* _Task_:
Return each entry word for word. Leave the images out.

(Given information begins)

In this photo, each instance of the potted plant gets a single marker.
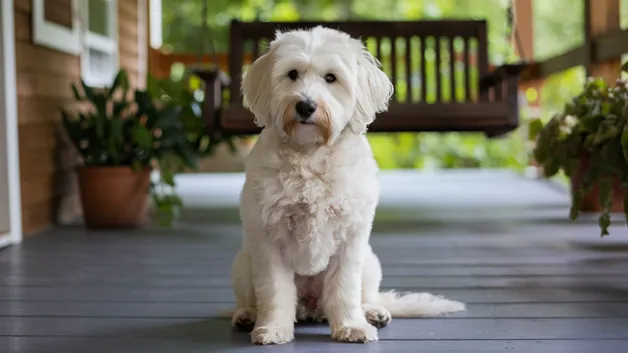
(588, 141)
(122, 138)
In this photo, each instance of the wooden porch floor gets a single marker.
(533, 281)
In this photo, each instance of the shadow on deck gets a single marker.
(533, 280)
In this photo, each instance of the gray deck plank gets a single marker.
(222, 295)
(584, 269)
(308, 344)
(423, 282)
(398, 329)
(533, 281)
(218, 310)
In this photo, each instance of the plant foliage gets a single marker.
(592, 126)
(118, 127)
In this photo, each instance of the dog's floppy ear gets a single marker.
(256, 88)
(373, 90)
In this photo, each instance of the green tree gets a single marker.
(183, 24)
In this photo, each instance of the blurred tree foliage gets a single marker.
(558, 26)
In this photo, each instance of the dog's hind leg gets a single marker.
(245, 315)
(380, 307)
(376, 314)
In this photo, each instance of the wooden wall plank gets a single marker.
(602, 16)
(23, 30)
(44, 85)
(29, 59)
(44, 76)
(59, 12)
(24, 6)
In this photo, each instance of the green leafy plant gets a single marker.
(117, 128)
(186, 92)
(593, 126)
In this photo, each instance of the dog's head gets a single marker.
(312, 84)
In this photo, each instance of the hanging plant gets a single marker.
(588, 141)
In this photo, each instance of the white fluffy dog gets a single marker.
(310, 194)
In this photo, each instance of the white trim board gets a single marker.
(5, 240)
(8, 125)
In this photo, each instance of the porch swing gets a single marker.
(462, 96)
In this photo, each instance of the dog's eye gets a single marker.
(293, 75)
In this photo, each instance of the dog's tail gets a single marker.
(417, 304)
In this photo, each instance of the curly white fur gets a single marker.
(310, 195)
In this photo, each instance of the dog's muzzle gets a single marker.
(305, 109)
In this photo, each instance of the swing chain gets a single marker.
(511, 29)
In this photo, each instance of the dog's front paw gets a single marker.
(376, 315)
(244, 319)
(360, 334)
(272, 335)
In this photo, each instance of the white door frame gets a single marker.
(10, 203)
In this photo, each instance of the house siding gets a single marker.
(49, 187)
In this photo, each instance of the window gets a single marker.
(56, 26)
(99, 57)
(88, 28)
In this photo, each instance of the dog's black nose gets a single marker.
(306, 108)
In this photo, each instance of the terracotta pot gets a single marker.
(590, 202)
(114, 197)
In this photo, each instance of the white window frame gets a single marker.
(106, 44)
(10, 200)
(53, 35)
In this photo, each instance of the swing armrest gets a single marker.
(216, 81)
(500, 74)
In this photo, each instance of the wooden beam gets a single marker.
(601, 17)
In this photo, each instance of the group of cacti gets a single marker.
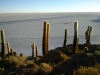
(45, 41)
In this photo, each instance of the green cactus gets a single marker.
(65, 38)
(8, 47)
(86, 49)
(3, 44)
(75, 41)
(33, 48)
(46, 33)
(12, 52)
(88, 35)
(36, 51)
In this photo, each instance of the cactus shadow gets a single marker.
(96, 20)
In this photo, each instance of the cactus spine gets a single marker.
(3, 44)
(88, 35)
(36, 51)
(65, 38)
(8, 47)
(46, 33)
(75, 41)
(33, 48)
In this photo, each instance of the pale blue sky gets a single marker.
(33, 6)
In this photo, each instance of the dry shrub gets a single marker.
(87, 71)
(46, 67)
(30, 62)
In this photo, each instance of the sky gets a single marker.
(39, 6)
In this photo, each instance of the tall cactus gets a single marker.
(36, 51)
(46, 32)
(65, 38)
(75, 41)
(88, 35)
(3, 44)
(33, 48)
(8, 47)
(12, 52)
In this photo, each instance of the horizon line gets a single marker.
(43, 12)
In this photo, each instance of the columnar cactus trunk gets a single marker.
(33, 48)
(36, 51)
(12, 52)
(8, 47)
(75, 41)
(46, 33)
(88, 35)
(65, 38)
(3, 44)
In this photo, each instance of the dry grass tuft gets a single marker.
(46, 67)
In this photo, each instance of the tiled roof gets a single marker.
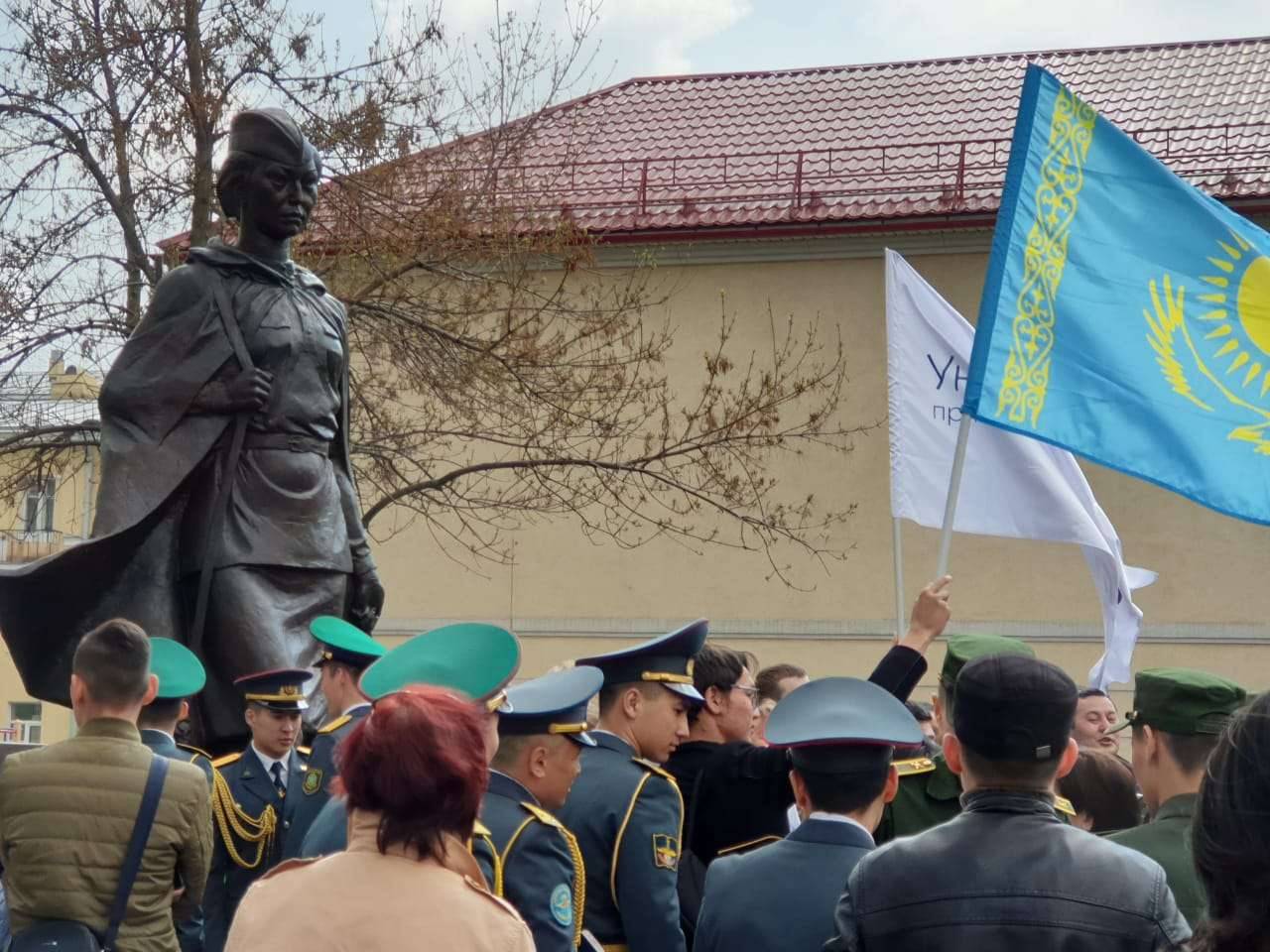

(Given information ends)

* _Answer for this exercise_:
In this photo, each instance of the potted plant gets a single marker.
(588, 141)
(122, 138)
In this photo, each instance of the wooden porch floor gets a single marker.
(533, 281)
In this photo, each instance of the shadow on deck gets a single marker.
(533, 280)
In this photo, each instance of the gray deck plank gets a single marker.
(222, 295)
(584, 269)
(308, 344)
(423, 282)
(398, 329)
(533, 281)
(218, 310)
In this photo, each instance of the plant foliage gets a single marker.
(592, 126)
(118, 127)
In this photo, each instance of the dog's floppy ear gets a single marker.
(256, 88)
(373, 90)
In this photo, each instance of the green tree gets a single marker.
(183, 24)
In this photo, each instance of the blurred tree foliage gets a single marker.
(558, 26)
In this photo, each instance of the dog's hind leg gets a single marker.
(245, 315)
(380, 307)
(376, 314)
In this photo, each instance of the wooden wall plank gets a single marker.
(602, 16)
(23, 30)
(44, 85)
(29, 59)
(44, 76)
(59, 12)
(24, 6)
In this photo, each instance of the green leafy plant gets a single marker.
(117, 128)
(186, 92)
(593, 126)
In this photo, each instance of the dog's head gets a single marker.
(312, 84)
In this photo, each instance of the hanging plant gets a single marker.
(588, 141)
In this photo, each instance of the white fluffy dog gets a single marker.
(310, 194)
In this photo, each instance of the white trim board gets a single marker.
(5, 240)
(8, 125)
In this photo, each instance of the porch swing gets a single marker.
(462, 96)
In this photo, each instance of the dog's eye gets a single marker.
(293, 75)
In this photo, each instance of the dog's tail gets a single marker.
(417, 304)
In this photo, each instance of the curly white fur gets a single marker.
(310, 195)
In this photo, each instance of the dog's muzzle gets a single marker.
(305, 109)
In this photo, each instance of the swing chain gets a single marker.
(511, 29)
In this photo, each instance of the dog's front paw gets a single marker.
(376, 315)
(244, 319)
(360, 334)
(272, 335)
In this photo, each instance of the white door frame gets a single marker.
(10, 203)
In this photo, each instance of the house siding gets a single marker.
(49, 187)
In this photo, each instance of the window gets a single marker.
(56, 26)
(99, 57)
(88, 28)
In this photo, each instance of the dog's black nose gets a single marker.
(306, 108)
In this photo, each instance of the terracotta pot gets a single marker.
(590, 202)
(114, 197)
In this photo, each instance of the white window frame gets a single marker.
(106, 44)
(10, 200)
(53, 35)
In this photo, each instance of the swing armrest gets a single marker.
(216, 81)
(500, 74)
In this photo, each instance of the wooden beam gets a single marker.
(601, 17)
In this photo, each instance of the group of cacti gets a single marker.
(45, 41)
In this photo, each instance of the green cactus gets a single marker.
(65, 38)
(8, 47)
(86, 49)
(3, 44)
(75, 41)
(33, 48)
(46, 33)
(12, 52)
(88, 35)
(36, 51)
In this photo, each instance of the cactus shadow gets a single marker.
(96, 20)
In this photo, each instance of the cactus spine gets a single marker.
(3, 44)
(88, 35)
(36, 51)
(65, 38)
(8, 47)
(46, 33)
(75, 41)
(33, 48)
In this photo, each instance of the pale blue sky gets a single marker.
(33, 6)
In this photo, each instance of the dry shrub gets a single marker.
(87, 71)
(46, 67)
(30, 62)
In this photo, each instance of the sky gets a single marker.
(39, 6)
In this photo, each instance of the tall cactus gets a single marker.
(36, 51)
(46, 32)
(65, 38)
(75, 41)
(88, 35)
(3, 44)
(33, 48)
(8, 47)
(12, 52)
In this photo, each instance of the horizon line gets a single marker.
(43, 12)
In this photo, each instance of the columnar cactus trunk gets a single marker.
(33, 48)
(36, 51)
(12, 52)
(8, 47)
(75, 41)
(46, 33)
(88, 35)
(65, 38)
(3, 44)
In this photo, each instance of the dry grass tuft gets a single marker.
(46, 67)
In this photo, each instance of the tiled roof gets a single marker.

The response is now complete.